WHAT IS NEEDED:
Could you rewrite the stretch of data from the line containing "task: segment the green stem" through the end of the data, swapping "green stem" for "plant stem" and leaving everything else unchanged?

-- Start SUPPLIED MATERIAL --

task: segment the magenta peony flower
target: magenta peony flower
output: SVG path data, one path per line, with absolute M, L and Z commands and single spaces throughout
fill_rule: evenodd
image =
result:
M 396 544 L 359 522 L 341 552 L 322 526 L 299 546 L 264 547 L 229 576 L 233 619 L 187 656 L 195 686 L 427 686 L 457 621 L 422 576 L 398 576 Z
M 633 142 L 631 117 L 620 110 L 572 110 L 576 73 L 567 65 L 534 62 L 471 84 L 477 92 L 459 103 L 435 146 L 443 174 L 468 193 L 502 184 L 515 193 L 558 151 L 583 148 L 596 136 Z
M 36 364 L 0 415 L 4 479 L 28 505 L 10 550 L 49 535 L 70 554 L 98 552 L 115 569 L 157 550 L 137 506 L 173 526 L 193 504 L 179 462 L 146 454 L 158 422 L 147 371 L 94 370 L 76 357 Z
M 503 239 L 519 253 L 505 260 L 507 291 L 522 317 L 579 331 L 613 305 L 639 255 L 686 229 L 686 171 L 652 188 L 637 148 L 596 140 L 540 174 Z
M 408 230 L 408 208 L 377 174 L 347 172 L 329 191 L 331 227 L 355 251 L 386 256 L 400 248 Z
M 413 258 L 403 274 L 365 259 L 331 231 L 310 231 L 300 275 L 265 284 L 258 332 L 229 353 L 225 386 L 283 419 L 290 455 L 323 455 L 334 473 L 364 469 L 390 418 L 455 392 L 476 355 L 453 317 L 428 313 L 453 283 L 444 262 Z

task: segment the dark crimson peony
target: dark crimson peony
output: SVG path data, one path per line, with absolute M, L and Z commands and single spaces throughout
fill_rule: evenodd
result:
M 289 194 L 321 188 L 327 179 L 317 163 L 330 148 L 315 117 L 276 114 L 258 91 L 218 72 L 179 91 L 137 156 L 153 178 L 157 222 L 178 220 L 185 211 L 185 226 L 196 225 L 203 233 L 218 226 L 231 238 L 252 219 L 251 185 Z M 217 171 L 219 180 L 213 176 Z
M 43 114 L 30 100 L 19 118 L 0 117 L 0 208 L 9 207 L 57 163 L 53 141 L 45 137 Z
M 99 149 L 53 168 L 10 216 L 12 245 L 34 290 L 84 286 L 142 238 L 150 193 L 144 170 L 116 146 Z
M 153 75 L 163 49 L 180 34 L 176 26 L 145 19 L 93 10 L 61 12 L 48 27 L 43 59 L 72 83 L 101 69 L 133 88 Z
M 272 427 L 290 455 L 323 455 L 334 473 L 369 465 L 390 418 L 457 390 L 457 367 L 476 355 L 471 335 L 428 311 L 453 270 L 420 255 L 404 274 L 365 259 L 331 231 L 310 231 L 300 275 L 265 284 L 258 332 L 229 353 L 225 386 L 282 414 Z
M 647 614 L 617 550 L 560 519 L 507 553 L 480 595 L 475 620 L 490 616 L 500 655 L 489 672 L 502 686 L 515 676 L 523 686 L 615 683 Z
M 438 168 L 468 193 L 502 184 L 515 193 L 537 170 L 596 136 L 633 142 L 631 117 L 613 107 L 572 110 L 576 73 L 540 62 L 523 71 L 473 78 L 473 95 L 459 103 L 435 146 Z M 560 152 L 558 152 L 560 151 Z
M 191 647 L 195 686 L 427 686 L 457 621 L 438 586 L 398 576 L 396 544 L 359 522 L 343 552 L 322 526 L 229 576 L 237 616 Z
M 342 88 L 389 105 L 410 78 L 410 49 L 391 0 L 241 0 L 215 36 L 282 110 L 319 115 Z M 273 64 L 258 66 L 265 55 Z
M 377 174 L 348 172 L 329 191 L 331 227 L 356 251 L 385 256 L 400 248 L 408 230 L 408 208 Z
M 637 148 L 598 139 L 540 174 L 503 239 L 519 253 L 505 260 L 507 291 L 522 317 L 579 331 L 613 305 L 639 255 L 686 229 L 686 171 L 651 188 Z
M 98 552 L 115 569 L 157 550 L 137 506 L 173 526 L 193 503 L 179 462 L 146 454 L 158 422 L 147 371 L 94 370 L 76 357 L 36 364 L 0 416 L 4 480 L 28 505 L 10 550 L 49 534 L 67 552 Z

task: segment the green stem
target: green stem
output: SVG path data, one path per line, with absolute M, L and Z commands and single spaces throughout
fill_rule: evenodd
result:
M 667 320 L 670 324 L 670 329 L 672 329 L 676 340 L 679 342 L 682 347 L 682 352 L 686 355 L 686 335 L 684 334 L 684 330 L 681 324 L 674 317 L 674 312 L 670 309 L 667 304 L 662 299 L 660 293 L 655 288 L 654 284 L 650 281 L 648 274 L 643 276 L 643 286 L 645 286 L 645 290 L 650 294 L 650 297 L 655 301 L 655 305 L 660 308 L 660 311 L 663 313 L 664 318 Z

-- End SUPPLIED MATERIAL --

SOLUTION:
task: segment the plant stem
target: plant stem
output: SVG path data, one path per line, with absolute M, L and Z commands and single spaces throughout
fill_rule: evenodd
result:
M 667 320 L 670 324 L 670 329 L 672 329 L 676 340 L 679 342 L 682 347 L 682 352 L 686 355 L 686 335 L 684 334 L 684 330 L 681 324 L 674 317 L 674 312 L 670 309 L 667 304 L 662 299 L 660 293 L 655 288 L 654 284 L 650 281 L 648 274 L 643 276 L 643 286 L 645 286 L 645 290 L 650 294 L 650 297 L 655 301 L 655 305 L 660 308 L 660 311 L 663 313 L 664 318 Z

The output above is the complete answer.